%%

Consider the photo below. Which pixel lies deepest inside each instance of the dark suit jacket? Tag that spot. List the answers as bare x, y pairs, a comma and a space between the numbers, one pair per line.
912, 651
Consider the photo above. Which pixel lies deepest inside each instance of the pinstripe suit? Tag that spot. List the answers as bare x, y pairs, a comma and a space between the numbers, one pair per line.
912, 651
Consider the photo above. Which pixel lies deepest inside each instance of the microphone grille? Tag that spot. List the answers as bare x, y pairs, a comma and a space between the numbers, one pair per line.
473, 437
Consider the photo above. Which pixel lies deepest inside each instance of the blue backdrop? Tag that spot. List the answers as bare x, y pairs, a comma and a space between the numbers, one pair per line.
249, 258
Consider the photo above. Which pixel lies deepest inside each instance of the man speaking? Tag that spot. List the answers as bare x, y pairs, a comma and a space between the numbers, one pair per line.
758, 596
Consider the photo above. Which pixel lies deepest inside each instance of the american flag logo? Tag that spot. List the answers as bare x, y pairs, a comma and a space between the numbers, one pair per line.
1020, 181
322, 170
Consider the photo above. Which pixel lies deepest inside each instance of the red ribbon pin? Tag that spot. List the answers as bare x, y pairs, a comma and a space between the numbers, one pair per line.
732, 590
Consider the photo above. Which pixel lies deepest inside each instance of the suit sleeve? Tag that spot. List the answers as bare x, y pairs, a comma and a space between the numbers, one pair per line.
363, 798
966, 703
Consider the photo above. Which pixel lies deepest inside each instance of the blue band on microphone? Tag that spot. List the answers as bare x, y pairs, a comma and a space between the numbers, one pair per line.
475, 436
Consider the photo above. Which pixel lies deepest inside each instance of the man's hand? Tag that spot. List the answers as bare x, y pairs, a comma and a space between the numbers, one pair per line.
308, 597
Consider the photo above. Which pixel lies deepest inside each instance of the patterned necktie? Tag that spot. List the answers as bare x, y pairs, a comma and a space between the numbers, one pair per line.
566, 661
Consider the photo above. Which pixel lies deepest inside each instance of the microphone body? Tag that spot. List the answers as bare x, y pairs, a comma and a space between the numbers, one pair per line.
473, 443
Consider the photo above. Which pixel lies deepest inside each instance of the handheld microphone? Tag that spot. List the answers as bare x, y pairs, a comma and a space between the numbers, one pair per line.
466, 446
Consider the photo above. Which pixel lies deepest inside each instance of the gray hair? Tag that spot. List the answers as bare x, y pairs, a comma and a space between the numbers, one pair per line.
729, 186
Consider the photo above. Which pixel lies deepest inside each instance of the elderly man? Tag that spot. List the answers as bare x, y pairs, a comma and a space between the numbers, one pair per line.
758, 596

%%

* **PROBLEM STATEMENT**:
Generate an exact reproduction of all entries.

* **EXPECTED OUTPUT**:
Consider the photo below. Which pixel lies deepest inside each instance of the dark suit jacket? Tag that spot. List the answers as bare x, y pairs, a comma and a space between the numbers, one pair per line.
912, 651
Consider the photo above. Which pixel lies deepest inside each instance of the pinstripe suit? Tag that spot. List the answers as bare x, y pairs, a comma and a space between the numbers, one pair per line.
912, 651
Consider the photo above. Which pixel lies deepest inside each instance of the microphone grille? Tag that spot. List the answers as bare x, y pairs, a comma and a space between the numbers, one pair per line.
473, 437
Consider the photo above. Which pixel lies deepest inside each instance of the blue backdrop? Tag that spot. List the answers as bare x, y pairs, a comma and a space between the numbers, one pair per line.
249, 258
Consider the photo above. Which pixel lies deepest inside each instance of the man speaking? Tag that spot. List the answers as bare x, y pairs, a comma and a space between the numbers, one pair per line.
758, 596
Consider the photo above. Which pixel lies deepest inside each instance of the american flag logo? Tag that spot. List the answers as bare x, y pairs, a comma and a space between the numbers, one pair per line.
1020, 181
322, 170
Consider the photo above. Which pixel lies deepest inside each instance of the red ribbon pin? Tag that spot. List the answers as bare x, y pairs, a comma and a space between the numbers, one pair per line.
732, 590
Consider the photo above. Which pixel lies deepest inside each instance of the suit sleeve? Tag that spot. List the answers as bare x, y pairs, a comma and a space between the numbers, one pair per line.
363, 798
966, 703
Consider the photo above. Which pixel lies deepest inside each instance of the blue band on microphone? Tag that spot. List the answers as bare x, y pairs, a comma and a space between the numbers, one pair per line.
475, 436
Consider the photo above. Which pixel lies deepest inside each instance of the man's hand? Tag that spot. List the answers as bare x, y pairs, a comma and a space between the numbers, one pair per line.
308, 597
Consider the photo above. Which pixel lies deepest inside each instance of the patterned necktie? Tag that spot. List the answers as bare x, y pairs, a comma and a space between the numbers, one pair per line.
566, 661
Consider the photo above. Which pixel lies deepest inside each instance of the microphone body? Tag that spot. List the answers as bare x, y pairs, a comma and a space between the numbers, one pair per line.
473, 443
Consider the photo above. Which pixel lies deepest inside each instance of the handheld microphone? Tag that spot. List the answers as bare x, y pairs, a comma and a space between the numbers, one pair per line.
466, 446
Consider the photo above. Which pixel lies deepest inside each instance of the gray hair? Tag that spot. List the answers as bare x, y pairs, a comma and a space between the numbers, one pair per line.
729, 186
Consider the photo above. Which pixel lies deepest inside each instance of the elderly man? Tag that spot. List the answers as bare x, y pairs, a comma and a space between the numbers, one pair per line.
758, 596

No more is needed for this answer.